WHAT THE TASK ASKS: Look through the listing below for the string "silhouetted". Show each line where it occurs.
BEGIN
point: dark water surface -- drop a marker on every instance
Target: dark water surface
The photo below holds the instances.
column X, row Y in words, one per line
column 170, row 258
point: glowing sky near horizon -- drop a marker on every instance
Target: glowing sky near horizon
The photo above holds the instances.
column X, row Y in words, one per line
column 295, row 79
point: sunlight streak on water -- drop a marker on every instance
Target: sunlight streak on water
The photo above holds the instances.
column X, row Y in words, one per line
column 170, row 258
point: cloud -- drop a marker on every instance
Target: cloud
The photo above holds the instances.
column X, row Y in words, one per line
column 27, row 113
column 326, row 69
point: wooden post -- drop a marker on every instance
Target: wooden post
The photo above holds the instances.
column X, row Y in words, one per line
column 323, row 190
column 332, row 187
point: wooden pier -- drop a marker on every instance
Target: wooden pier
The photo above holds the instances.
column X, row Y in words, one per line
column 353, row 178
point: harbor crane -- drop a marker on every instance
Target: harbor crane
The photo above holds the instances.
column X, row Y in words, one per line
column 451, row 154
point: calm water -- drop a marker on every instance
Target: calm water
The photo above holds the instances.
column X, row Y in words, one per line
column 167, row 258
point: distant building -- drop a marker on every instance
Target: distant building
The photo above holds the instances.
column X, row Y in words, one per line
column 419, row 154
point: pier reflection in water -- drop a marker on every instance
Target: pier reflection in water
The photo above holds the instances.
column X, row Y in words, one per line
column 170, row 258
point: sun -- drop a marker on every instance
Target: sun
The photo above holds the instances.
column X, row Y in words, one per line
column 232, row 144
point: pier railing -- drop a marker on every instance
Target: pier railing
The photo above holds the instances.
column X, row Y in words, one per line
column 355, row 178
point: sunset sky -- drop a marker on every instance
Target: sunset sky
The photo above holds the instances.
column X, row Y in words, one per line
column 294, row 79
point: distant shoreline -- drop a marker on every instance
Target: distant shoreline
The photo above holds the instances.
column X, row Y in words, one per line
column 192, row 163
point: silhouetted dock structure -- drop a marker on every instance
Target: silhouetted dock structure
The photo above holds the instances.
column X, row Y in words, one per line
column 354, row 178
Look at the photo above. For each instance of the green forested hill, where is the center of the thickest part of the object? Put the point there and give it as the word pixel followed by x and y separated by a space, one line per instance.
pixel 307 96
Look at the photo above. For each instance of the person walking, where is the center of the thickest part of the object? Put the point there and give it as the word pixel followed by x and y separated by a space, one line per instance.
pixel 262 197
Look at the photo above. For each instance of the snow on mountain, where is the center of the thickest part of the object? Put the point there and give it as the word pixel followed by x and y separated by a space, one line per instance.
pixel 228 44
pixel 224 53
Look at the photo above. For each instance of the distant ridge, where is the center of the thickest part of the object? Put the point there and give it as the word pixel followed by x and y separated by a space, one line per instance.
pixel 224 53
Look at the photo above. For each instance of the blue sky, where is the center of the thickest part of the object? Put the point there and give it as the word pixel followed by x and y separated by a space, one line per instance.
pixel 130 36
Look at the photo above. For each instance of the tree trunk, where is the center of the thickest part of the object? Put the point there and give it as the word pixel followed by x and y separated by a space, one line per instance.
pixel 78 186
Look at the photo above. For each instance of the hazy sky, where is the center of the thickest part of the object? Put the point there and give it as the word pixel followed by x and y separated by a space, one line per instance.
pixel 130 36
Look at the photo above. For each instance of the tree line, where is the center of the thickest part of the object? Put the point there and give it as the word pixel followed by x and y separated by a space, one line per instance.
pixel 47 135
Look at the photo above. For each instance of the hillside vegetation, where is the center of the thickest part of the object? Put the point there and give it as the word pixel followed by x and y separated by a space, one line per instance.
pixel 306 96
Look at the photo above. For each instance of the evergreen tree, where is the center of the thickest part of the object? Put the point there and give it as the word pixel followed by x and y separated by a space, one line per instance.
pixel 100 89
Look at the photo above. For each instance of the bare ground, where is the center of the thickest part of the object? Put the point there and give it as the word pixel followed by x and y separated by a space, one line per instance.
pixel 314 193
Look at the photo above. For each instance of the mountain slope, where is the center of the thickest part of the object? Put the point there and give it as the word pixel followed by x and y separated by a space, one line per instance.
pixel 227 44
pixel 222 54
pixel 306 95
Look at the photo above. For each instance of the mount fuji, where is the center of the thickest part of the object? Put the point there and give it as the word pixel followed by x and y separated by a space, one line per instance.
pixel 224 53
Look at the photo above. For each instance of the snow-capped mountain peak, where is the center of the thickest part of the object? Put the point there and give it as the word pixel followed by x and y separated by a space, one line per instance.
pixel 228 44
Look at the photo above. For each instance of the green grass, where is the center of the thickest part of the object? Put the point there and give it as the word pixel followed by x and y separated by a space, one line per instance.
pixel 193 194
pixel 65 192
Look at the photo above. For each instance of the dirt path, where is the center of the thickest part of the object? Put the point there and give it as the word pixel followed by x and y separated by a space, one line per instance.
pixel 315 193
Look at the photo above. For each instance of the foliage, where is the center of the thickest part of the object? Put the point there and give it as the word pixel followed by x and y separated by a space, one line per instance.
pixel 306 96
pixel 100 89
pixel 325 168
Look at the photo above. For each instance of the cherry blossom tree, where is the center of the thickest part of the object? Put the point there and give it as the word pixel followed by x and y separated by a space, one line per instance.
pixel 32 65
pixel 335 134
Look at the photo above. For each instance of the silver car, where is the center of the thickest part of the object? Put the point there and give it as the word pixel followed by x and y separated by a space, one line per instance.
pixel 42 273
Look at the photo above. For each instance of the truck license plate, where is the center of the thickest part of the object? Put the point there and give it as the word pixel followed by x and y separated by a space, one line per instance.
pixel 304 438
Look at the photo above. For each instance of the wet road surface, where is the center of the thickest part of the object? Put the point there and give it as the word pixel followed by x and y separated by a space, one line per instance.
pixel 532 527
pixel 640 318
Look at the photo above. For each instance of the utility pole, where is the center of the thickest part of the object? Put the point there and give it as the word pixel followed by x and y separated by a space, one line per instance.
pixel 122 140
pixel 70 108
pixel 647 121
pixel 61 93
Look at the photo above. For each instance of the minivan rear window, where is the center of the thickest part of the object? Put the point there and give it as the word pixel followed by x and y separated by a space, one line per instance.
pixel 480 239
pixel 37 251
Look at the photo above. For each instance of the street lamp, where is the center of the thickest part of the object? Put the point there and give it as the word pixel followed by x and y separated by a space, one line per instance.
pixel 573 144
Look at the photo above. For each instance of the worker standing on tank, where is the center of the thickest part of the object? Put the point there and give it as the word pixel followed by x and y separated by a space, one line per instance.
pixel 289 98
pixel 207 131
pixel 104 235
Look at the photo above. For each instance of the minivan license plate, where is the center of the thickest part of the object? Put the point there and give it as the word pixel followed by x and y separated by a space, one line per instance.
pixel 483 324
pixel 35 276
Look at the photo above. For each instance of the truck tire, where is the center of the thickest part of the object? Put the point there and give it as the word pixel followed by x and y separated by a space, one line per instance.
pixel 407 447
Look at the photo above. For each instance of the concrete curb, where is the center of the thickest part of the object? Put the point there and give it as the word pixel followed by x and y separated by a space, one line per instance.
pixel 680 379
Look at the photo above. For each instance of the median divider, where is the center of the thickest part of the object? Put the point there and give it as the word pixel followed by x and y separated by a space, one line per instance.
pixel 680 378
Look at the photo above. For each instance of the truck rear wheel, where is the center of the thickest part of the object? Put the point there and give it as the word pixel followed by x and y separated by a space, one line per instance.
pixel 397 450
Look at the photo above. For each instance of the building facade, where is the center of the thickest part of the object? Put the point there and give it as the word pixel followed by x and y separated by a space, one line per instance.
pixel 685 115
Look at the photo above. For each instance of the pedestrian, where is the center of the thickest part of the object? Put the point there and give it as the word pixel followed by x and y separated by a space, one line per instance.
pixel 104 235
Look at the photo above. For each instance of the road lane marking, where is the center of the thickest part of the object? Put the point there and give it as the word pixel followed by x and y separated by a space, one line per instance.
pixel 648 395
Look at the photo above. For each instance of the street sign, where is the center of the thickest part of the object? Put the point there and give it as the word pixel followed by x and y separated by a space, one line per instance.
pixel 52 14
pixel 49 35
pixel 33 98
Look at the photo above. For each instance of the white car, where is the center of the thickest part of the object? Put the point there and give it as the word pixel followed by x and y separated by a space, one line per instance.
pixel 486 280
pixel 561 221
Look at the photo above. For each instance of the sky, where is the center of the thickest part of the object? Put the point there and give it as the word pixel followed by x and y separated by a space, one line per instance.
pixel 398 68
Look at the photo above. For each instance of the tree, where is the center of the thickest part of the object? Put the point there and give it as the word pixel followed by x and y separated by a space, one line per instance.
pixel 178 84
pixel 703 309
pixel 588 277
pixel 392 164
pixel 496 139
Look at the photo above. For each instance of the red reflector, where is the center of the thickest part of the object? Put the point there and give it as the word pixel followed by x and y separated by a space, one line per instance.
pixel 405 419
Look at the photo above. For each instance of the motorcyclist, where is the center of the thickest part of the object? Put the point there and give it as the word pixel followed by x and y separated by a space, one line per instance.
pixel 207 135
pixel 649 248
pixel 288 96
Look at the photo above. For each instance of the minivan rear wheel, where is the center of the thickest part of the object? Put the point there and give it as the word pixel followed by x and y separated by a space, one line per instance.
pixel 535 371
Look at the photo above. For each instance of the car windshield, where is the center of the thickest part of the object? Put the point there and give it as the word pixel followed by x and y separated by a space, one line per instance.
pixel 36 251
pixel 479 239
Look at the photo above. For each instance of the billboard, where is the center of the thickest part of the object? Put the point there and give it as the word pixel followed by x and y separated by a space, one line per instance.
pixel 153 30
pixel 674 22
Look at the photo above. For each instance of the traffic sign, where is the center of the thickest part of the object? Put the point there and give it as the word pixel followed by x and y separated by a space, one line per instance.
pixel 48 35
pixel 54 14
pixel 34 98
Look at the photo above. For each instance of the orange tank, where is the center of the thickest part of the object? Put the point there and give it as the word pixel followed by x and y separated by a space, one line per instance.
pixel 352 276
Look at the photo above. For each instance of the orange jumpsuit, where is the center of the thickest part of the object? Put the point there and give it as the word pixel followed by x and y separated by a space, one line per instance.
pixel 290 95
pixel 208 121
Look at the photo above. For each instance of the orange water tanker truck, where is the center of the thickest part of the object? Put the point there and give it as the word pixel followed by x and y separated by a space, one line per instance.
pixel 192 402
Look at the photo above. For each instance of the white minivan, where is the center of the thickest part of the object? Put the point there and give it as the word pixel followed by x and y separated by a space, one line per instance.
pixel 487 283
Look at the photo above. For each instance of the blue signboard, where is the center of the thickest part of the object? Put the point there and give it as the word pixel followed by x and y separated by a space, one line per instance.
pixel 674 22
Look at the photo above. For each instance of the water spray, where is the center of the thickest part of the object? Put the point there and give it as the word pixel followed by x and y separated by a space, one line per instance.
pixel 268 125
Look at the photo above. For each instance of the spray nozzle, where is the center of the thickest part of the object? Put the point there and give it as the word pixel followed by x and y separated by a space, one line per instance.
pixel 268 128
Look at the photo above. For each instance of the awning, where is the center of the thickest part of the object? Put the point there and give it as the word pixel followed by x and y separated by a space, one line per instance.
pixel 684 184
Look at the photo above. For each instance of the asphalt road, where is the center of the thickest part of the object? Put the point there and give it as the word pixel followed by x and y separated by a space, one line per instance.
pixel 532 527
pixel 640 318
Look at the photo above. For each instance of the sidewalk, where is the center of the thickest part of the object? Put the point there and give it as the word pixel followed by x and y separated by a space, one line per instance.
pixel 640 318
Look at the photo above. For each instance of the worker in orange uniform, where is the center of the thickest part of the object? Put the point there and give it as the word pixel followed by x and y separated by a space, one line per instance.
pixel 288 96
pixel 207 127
END
OUTPUT:
point: silhouetted dock structure -- drop a marker on every instance
Target: silhouetted dock structure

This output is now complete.